▶ **Given problem**:
Quote verbatim the stretch of the records below from the line containing "One point per instance of the white framed" through the line containing "pixel 393 222", including both of those lines.

▶ **Provided records**:
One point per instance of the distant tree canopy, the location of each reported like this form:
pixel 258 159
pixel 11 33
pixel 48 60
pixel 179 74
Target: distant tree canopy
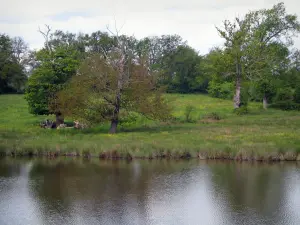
pixel 255 63
pixel 12 69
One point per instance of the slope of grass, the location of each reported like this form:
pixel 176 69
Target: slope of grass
pixel 261 135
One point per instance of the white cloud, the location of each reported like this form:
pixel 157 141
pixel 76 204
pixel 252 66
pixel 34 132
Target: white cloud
pixel 194 20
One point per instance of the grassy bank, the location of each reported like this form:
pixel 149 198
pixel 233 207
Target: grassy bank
pixel 260 135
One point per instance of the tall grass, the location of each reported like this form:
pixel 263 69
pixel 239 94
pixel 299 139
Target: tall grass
pixel 259 135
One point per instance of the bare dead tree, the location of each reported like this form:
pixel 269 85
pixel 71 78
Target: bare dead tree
pixel 46 35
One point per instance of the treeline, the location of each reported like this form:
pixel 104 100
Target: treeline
pixel 14 56
pixel 256 62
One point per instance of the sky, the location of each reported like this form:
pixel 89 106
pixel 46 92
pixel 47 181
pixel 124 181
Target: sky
pixel 193 20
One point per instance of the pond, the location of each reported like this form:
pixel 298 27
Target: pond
pixel 79 191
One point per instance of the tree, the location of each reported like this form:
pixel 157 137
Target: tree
pixel 57 64
pixel 248 41
pixel 12 73
pixel 105 86
pixel 181 72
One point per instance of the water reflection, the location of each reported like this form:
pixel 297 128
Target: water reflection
pixel 76 191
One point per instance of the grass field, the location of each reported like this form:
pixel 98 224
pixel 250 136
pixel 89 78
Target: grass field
pixel 259 135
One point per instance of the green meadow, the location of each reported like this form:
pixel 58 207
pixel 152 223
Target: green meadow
pixel 213 131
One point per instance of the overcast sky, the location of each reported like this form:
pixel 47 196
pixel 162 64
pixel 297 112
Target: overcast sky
pixel 194 20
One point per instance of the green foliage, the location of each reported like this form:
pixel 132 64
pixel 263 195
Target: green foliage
pixel 285 105
pixel 243 110
pixel 259 133
pixel 12 75
pixel 297 94
pixel 284 94
pixel 213 116
pixel 55 69
pixel 189 109
pixel 222 90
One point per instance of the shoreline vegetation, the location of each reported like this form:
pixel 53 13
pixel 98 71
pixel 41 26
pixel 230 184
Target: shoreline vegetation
pixel 211 131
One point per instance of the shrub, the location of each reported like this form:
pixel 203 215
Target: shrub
pixel 213 116
pixel 241 111
pixel 285 105
pixel 188 113
pixel 221 90
pixel 284 94
pixel 297 95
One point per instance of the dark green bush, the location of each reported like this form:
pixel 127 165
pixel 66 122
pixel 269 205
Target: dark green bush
pixel 188 113
pixel 284 94
pixel 286 105
pixel 213 116
pixel 241 111
pixel 223 90
pixel 297 94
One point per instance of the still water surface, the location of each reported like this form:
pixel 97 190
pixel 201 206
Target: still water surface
pixel 76 191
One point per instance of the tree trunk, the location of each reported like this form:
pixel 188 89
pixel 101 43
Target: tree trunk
pixel 265 102
pixel 59 119
pixel 237 96
pixel 113 126
pixel 115 119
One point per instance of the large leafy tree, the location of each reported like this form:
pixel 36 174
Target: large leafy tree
pixel 181 70
pixel 106 85
pixel 58 62
pixel 12 72
pixel 248 40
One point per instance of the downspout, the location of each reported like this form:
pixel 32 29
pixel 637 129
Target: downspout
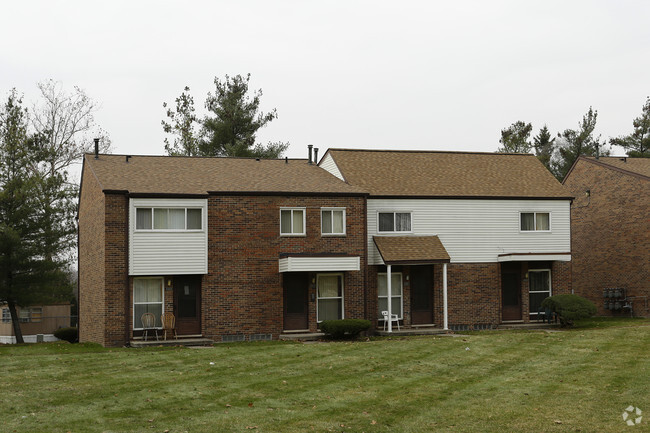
pixel 127 289
pixel 444 297
pixel 390 300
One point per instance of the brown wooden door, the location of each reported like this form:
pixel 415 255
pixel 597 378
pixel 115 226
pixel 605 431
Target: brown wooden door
pixel 296 305
pixel 421 294
pixel 187 305
pixel 511 295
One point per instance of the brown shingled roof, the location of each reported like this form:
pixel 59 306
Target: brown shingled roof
pixel 633 165
pixel 193 175
pixel 411 249
pixel 447 174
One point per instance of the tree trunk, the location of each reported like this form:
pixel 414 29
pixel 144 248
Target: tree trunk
pixel 16 322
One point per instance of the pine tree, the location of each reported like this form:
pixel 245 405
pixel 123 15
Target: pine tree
pixel 637 144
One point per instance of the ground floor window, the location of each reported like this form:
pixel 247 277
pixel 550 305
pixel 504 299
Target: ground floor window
pixel 147 298
pixel 396 293
pixel 539 287
pixel 329 299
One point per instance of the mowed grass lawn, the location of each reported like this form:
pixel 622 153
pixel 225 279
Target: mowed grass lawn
pixel 578 380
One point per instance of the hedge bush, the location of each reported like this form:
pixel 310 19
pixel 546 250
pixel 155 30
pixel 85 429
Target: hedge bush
pixel 70 335
pixel 569 308
pixel 349 328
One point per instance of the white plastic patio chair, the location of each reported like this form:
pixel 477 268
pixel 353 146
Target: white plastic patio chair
pixel 393 318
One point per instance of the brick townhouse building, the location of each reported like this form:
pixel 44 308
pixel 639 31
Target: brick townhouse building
pixel 610 221
pixel 246 249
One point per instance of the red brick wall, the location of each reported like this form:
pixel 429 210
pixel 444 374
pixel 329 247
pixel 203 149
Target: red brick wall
pixel 242 294
pixel 610 233
pixel 91 260
pixel 117 285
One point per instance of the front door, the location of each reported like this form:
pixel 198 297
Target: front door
pixel 187 305
pixel 511 294
pixel 421 294
pixel 296 305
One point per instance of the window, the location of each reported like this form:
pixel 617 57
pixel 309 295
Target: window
pixel 394 222
pixel 329 299
pixel 539 288
pixel 292 222
pixel 396 294
pixel 147 298
pixel 332 221
pixel 147 218
pixel 535 221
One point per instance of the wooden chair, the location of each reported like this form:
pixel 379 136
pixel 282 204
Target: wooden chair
pixel 148 324
pixel 169 324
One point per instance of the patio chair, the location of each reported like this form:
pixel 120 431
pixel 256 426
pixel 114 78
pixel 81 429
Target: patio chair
pixel 169 324
pixel 393 318
pixel 148 324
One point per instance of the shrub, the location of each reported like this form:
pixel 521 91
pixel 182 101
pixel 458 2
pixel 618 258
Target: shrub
pixel 338 329
pixel 569 308
pixel 70 335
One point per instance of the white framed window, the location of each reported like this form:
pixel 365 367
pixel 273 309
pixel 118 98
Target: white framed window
pixel 168 219
pixel 329 297
pixel 6 315
pixel 147 298
pixel 332 221
pixel 535 221
pixel 397 298
pixel 539 288
pixel 292 221
pixel 393 222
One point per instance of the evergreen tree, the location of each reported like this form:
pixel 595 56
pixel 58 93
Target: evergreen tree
pixel 637 144
pixel 230 127
pixel 36 217
pixel 516 138
pixel 573 143
pixel 544 146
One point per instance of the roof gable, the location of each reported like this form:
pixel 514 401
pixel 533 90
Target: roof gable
pixel 448 174
pixel 195 175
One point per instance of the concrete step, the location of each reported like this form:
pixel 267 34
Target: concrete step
pixel 173 342
pixel 308 336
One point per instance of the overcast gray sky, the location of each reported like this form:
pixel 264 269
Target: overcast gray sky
pixel 364 74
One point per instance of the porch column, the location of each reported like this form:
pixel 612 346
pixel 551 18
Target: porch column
pixel 444 296
pixel 390 294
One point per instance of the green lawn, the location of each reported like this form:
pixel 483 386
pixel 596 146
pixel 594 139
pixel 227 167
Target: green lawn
pixel 579 380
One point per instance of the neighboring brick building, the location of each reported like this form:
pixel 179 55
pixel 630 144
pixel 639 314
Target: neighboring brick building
pixel 238 249
pixel 496 225
pixel 610 222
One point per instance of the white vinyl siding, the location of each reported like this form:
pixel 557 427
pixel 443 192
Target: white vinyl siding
pixel 166 252
pixel 328 164
pixel 477 231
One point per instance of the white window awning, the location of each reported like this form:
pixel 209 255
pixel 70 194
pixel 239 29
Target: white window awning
pixel 319 263
pixel 534 257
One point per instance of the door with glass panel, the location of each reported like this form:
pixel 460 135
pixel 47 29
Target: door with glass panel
pixel 511 291
pixel 187 304
pixel 296 306
pixel 422 294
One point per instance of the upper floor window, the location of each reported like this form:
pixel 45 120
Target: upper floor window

▶ **Result of the task**:
One point per instance of the white framed window, the location of each reported like this form:
pixel 365 367
pixel 273 309
pixel 118 98
Target: white framed window
pixel 168 219
pixel 329 297
pixel 6 315
pixel 147 298
pixel 332 221
pixel 535 221
pixel 397 298
pixel 539 288
pixel 292 221
pixel 393 222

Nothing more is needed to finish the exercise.